◆ ACTION ITEM:
Reproduce the records starting at their beginning and ending at the line that contains "191L65 203L66 235L68", with "rough mask" changed to "coarse mask" and everything else unaltered.

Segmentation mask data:
++++++++
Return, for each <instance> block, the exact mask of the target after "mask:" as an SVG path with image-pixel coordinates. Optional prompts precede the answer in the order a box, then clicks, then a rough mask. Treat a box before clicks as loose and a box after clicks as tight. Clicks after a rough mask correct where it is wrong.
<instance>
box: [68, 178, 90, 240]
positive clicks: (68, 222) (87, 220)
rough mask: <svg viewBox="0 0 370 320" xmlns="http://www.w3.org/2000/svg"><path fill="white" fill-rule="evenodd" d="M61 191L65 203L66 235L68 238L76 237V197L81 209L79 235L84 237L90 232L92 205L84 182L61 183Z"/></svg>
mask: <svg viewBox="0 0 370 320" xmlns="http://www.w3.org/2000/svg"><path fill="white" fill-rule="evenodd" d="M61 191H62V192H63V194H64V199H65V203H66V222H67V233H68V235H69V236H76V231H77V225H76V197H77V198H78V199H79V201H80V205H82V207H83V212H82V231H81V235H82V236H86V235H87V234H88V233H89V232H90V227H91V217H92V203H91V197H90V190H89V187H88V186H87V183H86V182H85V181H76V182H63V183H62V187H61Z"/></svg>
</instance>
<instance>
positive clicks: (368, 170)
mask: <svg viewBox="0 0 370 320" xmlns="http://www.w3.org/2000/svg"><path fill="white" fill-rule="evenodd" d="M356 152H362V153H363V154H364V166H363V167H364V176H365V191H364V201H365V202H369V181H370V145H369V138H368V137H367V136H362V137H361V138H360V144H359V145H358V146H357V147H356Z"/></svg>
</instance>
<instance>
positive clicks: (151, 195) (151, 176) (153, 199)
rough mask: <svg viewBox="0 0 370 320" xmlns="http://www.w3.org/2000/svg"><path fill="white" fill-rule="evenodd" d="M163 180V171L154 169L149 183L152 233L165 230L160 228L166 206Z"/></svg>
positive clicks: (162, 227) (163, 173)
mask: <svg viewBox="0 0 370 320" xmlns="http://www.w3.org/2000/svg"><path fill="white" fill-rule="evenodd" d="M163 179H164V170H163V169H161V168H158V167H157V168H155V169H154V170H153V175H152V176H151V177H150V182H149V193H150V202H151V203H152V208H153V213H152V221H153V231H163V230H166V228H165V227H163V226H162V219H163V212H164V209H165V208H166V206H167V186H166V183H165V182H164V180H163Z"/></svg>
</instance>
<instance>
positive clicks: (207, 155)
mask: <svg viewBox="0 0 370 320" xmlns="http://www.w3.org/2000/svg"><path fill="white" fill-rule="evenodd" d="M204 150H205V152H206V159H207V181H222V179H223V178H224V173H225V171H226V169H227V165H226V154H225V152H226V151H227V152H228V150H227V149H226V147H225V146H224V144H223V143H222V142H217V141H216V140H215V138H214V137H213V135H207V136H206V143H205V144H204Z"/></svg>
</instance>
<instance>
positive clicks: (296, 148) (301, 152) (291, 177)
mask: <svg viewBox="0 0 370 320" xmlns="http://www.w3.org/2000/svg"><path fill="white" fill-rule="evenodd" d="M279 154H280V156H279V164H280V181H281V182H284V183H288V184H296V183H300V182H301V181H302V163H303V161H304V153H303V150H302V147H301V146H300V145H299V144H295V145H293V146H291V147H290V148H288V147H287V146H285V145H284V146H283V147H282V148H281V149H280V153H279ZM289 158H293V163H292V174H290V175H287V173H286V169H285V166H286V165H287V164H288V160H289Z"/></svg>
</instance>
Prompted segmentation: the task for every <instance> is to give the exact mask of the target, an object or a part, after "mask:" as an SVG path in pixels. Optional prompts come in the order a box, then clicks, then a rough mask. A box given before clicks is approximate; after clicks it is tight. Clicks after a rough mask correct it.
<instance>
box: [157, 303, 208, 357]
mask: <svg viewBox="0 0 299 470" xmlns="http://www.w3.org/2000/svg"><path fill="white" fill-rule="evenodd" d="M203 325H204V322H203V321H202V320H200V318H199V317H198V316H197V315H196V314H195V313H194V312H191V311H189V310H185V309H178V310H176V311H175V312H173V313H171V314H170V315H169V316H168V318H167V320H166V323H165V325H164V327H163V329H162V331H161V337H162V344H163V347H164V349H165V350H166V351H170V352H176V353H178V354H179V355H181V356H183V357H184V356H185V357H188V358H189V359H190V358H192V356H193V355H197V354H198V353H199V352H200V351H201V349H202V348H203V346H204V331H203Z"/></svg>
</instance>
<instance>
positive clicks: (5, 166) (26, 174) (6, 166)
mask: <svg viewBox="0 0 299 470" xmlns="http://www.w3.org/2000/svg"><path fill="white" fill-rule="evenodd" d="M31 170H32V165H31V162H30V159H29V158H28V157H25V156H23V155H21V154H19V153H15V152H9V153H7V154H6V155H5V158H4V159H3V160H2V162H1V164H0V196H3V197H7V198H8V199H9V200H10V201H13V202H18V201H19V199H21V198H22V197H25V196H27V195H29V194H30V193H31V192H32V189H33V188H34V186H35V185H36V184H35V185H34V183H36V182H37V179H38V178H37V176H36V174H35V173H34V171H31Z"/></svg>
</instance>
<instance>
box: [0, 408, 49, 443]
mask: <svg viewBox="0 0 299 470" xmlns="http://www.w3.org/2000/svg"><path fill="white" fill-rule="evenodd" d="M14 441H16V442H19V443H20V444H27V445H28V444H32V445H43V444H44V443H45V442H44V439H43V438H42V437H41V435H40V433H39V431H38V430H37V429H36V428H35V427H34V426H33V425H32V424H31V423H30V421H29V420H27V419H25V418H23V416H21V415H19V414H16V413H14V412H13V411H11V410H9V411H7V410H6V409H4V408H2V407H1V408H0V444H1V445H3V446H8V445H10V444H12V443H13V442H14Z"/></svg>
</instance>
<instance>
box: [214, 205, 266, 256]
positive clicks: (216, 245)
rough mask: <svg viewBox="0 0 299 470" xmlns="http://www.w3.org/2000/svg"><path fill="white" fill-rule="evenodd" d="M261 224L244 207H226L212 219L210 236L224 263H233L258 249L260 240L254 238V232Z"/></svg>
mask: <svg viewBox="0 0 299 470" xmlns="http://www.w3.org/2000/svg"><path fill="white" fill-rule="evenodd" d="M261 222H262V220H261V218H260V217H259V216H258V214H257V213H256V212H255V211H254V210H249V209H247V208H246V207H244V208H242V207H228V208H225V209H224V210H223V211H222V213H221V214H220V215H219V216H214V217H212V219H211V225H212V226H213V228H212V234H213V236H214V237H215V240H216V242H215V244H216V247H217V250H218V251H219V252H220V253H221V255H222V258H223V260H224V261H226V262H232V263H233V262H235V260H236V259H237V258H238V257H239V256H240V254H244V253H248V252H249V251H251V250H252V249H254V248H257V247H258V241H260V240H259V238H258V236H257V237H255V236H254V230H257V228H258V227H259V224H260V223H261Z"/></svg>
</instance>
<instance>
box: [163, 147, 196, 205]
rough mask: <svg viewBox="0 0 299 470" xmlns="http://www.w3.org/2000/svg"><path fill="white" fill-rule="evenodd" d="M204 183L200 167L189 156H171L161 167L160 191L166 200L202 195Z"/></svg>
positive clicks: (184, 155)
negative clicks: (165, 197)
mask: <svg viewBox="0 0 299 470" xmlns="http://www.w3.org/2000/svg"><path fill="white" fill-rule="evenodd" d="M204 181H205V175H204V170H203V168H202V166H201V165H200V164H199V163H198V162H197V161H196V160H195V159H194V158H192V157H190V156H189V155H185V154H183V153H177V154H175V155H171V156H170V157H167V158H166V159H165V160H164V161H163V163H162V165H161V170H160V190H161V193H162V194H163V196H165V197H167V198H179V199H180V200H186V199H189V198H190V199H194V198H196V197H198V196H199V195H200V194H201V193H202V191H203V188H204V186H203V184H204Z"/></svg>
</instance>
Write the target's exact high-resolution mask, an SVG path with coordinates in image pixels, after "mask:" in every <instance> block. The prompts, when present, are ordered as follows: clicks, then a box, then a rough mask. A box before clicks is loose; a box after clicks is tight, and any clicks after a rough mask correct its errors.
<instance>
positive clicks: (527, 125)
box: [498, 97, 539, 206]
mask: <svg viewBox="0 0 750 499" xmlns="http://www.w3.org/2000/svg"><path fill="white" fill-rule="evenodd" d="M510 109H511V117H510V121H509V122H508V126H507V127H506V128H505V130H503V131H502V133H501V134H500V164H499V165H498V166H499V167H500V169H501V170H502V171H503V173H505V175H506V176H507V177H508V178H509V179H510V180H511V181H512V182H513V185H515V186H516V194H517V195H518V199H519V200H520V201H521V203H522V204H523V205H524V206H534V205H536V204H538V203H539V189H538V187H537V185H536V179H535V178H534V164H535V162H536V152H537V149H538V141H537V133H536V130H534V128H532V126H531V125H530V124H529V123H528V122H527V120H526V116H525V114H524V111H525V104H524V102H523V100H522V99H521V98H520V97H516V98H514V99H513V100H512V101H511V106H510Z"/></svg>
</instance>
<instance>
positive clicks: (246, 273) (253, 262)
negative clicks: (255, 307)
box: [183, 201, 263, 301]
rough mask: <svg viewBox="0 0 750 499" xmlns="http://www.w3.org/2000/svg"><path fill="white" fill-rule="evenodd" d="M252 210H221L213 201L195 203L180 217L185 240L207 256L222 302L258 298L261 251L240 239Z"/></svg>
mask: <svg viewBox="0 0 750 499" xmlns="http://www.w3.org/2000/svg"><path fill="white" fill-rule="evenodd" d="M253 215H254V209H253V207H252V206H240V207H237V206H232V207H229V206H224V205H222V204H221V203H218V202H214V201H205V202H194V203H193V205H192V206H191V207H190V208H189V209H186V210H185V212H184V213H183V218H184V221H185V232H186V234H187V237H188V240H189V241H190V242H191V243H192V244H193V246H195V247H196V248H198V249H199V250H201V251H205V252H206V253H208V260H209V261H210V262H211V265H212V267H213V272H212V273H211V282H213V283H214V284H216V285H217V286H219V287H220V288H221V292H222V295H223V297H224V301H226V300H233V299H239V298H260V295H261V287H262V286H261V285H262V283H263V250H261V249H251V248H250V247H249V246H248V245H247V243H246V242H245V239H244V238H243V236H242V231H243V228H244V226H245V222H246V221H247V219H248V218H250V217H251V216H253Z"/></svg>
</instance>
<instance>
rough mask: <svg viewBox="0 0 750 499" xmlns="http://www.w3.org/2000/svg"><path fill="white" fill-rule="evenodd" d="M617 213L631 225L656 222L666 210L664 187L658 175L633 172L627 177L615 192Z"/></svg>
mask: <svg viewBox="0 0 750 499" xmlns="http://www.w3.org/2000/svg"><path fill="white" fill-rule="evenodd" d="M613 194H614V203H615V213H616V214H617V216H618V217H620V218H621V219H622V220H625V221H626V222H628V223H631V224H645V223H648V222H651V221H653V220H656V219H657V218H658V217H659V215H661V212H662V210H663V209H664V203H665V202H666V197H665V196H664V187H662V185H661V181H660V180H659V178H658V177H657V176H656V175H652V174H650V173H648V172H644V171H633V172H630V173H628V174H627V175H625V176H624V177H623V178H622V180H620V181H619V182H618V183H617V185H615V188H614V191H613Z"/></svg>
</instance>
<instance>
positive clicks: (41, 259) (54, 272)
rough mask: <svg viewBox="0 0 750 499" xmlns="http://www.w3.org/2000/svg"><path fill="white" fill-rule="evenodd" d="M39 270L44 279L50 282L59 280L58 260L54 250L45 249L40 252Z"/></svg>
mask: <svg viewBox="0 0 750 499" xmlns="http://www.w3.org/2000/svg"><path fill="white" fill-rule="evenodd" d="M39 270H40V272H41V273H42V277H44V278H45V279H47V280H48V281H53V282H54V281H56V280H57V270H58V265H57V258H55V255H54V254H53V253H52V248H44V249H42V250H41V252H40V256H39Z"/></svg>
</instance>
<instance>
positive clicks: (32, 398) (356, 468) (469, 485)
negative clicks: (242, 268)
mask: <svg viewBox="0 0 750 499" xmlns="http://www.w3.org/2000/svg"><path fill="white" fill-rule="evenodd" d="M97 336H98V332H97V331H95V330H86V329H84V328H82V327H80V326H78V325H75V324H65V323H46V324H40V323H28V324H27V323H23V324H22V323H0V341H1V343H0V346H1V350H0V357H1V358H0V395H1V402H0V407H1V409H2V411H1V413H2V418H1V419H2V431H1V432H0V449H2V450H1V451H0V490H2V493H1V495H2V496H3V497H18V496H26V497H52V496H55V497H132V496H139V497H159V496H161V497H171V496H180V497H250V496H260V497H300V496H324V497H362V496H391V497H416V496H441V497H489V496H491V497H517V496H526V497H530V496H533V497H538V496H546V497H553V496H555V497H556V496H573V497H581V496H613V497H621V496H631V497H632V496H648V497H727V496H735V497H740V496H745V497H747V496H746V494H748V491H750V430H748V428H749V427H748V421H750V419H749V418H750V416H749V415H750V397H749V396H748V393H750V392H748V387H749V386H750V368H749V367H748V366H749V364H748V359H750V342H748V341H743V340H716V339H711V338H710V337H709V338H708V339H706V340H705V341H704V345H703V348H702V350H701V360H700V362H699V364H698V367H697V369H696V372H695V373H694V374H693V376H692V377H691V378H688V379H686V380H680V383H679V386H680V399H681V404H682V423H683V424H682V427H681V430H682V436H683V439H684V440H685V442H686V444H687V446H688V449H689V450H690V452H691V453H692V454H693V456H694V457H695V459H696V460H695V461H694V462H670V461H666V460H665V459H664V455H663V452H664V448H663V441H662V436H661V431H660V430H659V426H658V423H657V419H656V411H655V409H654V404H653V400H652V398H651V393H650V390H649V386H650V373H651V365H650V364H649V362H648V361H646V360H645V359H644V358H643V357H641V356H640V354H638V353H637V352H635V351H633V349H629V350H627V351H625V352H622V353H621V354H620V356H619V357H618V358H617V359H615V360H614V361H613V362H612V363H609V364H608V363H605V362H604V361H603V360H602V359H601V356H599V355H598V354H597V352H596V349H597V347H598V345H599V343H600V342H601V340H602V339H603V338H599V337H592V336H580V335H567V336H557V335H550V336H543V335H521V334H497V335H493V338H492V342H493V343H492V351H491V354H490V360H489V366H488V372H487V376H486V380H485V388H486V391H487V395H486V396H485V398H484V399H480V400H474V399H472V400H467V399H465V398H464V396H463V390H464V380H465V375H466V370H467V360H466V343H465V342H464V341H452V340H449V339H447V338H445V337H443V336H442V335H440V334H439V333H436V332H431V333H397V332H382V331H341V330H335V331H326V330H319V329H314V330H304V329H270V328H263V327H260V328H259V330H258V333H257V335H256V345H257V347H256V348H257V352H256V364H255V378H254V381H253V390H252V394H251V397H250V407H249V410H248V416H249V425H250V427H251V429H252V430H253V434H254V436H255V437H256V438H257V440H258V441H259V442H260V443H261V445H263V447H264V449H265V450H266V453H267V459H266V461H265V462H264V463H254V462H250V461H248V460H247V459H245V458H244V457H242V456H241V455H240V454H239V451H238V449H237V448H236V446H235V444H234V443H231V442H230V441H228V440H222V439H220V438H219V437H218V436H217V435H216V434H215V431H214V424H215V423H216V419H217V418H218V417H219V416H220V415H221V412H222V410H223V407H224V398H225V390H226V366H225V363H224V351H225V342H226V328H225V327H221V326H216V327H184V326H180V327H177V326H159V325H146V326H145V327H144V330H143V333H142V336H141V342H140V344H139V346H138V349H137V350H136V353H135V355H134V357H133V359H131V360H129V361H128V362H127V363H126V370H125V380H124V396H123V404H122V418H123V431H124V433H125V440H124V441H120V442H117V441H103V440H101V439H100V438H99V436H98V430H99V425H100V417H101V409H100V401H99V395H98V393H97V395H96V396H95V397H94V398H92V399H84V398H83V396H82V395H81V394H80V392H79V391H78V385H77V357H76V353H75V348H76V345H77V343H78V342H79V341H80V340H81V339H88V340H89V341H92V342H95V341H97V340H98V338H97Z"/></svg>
++++++++
◆ EXPECTED ANSWER:
Return, for each <instance> block, the exact mask of the target after "mask:" as an SVG path with image-pixel coordinates. Optional prompts precede the answer in the order a box, then clicks, then a coarse mask. Treat a box before clicks as loose and a box after clicks as tight. Clicks after a coarse mask correct where it is wrong.
<instance>
box: [68, 178, 90, 240]
positive clicks: (68, 222) (87, 220)
coarse mask: <svg viewBox="0 0 370 320" xmlns="http://www.w3.org/2000/svg"><path fill="white" fill-rule="evenodd" d="M61 191L65 203L66 235L68 238L76 237V197L81 209L79 235L84 237L90 232L92 205L84 182L61 183Z"/></svg>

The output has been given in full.